[Texto de referência]
Por causa da pandemia do novo coronavírus, na área da empresa no projeto Jaíba os motoristas são orientados a permanecer em um alojamento, a uma certa distância da área de seleção e embalagem da banana, e também distanciados dos demais trabalhadores.
A separação é bem aceita por caminhoneiros como Adão Vieira de Souza, de 34 anos, morador de Janaúba e motorista da Brasnica. “Temos que tomar muito cuidado porque esse vírus não é brincadeira”, afirma, ao salientar que concordou plenamente com o distanciamento de outros trabalhadores.
Adão disse que usa máscara e álcool em gel e que ele próprio evita contato com outras pessoas ao descarregar. “Fico o tempo todo dentro da cabine do caminhão”, garante.
Preconceito nos pontos
O caminhoneiro Emerson da Silveira Marques, de 29 anos, de Janaúba, que transporta banana do Norte de Minas para o Rio de Janeiro, revela outra dificuldade que a categoria conheceu diante do avanço da pandemia da COVID-19: a discriminação. “Sofremos bastante preconceito. Dependendo do restaurante a que chegamos, o atendimento é bem diferenciado do que era antes da pandemia”, afirma.

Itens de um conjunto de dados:
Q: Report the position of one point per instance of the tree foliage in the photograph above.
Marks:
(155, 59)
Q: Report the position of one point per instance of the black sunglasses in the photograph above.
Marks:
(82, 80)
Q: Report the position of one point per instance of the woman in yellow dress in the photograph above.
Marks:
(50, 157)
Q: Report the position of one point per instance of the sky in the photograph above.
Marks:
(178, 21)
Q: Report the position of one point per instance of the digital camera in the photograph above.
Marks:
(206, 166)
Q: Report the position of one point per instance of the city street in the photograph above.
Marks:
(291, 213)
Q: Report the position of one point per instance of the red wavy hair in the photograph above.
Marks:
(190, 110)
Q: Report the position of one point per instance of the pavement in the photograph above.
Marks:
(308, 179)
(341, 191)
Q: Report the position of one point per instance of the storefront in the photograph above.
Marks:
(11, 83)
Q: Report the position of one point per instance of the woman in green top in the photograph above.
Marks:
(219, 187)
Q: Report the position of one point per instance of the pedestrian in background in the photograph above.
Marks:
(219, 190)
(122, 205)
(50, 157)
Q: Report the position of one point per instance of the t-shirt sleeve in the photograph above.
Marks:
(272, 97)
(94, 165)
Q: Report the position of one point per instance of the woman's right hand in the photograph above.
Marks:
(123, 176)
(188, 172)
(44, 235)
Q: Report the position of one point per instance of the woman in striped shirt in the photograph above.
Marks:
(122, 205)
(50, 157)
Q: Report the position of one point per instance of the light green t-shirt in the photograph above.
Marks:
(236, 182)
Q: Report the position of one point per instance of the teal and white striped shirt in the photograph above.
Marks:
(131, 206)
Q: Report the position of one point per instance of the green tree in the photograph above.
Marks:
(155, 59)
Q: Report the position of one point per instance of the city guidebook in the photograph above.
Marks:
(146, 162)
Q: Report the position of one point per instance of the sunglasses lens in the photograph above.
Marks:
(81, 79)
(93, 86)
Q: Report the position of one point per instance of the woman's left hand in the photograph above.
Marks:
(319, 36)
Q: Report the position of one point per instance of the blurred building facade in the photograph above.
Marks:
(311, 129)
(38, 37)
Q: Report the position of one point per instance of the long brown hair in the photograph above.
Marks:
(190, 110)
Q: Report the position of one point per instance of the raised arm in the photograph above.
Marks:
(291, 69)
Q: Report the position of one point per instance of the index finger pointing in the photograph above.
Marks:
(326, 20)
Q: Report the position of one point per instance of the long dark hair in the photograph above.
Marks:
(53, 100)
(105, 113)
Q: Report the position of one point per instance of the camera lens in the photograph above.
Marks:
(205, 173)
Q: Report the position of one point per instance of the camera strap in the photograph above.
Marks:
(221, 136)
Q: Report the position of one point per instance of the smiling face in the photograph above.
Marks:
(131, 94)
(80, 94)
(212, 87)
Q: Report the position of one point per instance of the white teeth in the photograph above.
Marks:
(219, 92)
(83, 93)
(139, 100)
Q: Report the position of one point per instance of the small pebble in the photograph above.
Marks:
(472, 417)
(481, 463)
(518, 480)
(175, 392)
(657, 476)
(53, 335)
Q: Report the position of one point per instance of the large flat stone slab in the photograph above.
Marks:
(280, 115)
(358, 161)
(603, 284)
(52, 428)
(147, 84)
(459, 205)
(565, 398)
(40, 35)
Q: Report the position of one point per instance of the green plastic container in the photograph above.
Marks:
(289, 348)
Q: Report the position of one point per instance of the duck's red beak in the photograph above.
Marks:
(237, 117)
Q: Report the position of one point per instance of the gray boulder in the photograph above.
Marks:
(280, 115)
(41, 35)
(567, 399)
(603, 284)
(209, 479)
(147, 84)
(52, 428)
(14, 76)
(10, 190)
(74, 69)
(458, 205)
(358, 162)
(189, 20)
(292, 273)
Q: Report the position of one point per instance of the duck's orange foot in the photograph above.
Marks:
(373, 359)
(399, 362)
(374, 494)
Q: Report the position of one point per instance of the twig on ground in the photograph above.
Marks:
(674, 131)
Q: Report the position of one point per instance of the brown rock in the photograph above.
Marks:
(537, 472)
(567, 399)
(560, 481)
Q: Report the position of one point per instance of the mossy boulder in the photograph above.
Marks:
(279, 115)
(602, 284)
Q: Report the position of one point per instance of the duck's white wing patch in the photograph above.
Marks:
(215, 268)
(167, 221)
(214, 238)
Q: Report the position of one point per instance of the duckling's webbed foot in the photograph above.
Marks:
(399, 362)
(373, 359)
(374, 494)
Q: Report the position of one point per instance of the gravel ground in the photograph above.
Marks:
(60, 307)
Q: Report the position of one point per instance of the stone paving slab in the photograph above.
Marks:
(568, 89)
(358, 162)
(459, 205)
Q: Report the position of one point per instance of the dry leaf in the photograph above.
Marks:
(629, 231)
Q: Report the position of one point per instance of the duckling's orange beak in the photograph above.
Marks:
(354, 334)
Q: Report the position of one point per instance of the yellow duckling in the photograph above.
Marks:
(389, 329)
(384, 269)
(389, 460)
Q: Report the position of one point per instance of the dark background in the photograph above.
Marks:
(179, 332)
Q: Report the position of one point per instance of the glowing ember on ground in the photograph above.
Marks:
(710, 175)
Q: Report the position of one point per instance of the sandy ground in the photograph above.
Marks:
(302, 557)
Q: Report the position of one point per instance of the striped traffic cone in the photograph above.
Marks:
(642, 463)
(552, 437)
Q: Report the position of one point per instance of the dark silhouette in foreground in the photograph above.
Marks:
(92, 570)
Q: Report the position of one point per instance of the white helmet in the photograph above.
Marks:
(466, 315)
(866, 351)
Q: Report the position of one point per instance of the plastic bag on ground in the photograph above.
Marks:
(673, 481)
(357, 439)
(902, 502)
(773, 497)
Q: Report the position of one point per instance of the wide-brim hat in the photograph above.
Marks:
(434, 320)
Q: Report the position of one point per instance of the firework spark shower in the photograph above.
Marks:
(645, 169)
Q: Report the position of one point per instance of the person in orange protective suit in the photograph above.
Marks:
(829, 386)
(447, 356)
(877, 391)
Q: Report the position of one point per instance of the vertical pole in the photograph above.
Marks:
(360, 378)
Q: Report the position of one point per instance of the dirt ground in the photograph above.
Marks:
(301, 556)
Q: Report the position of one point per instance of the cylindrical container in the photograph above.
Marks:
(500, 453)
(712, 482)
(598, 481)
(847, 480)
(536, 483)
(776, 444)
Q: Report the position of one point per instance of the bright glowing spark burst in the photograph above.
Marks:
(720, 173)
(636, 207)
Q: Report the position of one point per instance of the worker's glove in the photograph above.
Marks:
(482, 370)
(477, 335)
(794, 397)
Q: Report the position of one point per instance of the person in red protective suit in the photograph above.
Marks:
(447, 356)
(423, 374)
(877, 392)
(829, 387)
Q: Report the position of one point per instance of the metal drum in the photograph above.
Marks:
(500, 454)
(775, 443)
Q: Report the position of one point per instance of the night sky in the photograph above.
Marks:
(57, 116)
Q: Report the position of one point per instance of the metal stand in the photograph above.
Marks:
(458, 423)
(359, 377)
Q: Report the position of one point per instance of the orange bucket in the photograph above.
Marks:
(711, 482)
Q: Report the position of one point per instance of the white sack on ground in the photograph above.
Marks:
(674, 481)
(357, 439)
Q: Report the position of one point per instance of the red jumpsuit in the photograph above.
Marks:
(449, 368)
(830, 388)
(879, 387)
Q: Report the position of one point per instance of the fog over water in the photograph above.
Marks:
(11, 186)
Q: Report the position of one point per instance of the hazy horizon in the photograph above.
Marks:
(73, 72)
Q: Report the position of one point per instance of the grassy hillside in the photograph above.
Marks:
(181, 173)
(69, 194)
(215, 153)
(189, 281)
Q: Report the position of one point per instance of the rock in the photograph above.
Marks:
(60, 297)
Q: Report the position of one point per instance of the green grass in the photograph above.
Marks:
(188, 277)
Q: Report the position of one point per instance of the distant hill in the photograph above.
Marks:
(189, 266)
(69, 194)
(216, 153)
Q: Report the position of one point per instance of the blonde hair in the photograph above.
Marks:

[Instruções de trabalho]
A. Indique se cada afirmação abaixo está de acordo com o texto de referência, respondendo sim ou não e citando literalmente as palavras que decidem a questão.
(i) Adão Vieira de Souza tem 34 anos e mora em Janaúba.
(ii) Ao descarregar, Adão permanece fora do caminhão.
(iii) Emerson da Silveira Marques transporta banana do Norte de Minas para São Paulo.
B. Extraia do texto de referência, sem qualquer alteração, o trecho que vai de “A separação é” a “de outros trabalhadores.”.
C. Responda com base no texto de referência:
(i) Onde os motoristas são orientados a permanecer na área da empresa no projeto Jaíba?
(ii) Que itens Adão afirma usar?
(iii) Que outra dificuldade da categoria Emerson aponta?

[Soluções das tarefas]
A.
(i) Sim: “de 34 anos, morador de Janaúba”.
(ii) Não: “Fico o tempo todo dentro da cabine do caminhão”.
(iii) Não: “que transporta banana do Norte de Minas para o Rio de Janeiro”.

B.
A separação é bem aceita por caminhoneiros como Adão Vieira de Souza, de 34 anos, morador de Janaúba e motorista da Brasnica. “Temos que tomar muito cuidado porque esse vírus não é brincadeira”, afirma, ao salientar que concordou plenamente com o distanciamento de outros trabalhadores.

C.
(i) Em um alojamento.
(ii) Máscara e álcool em gel.
(iii) A discriminação.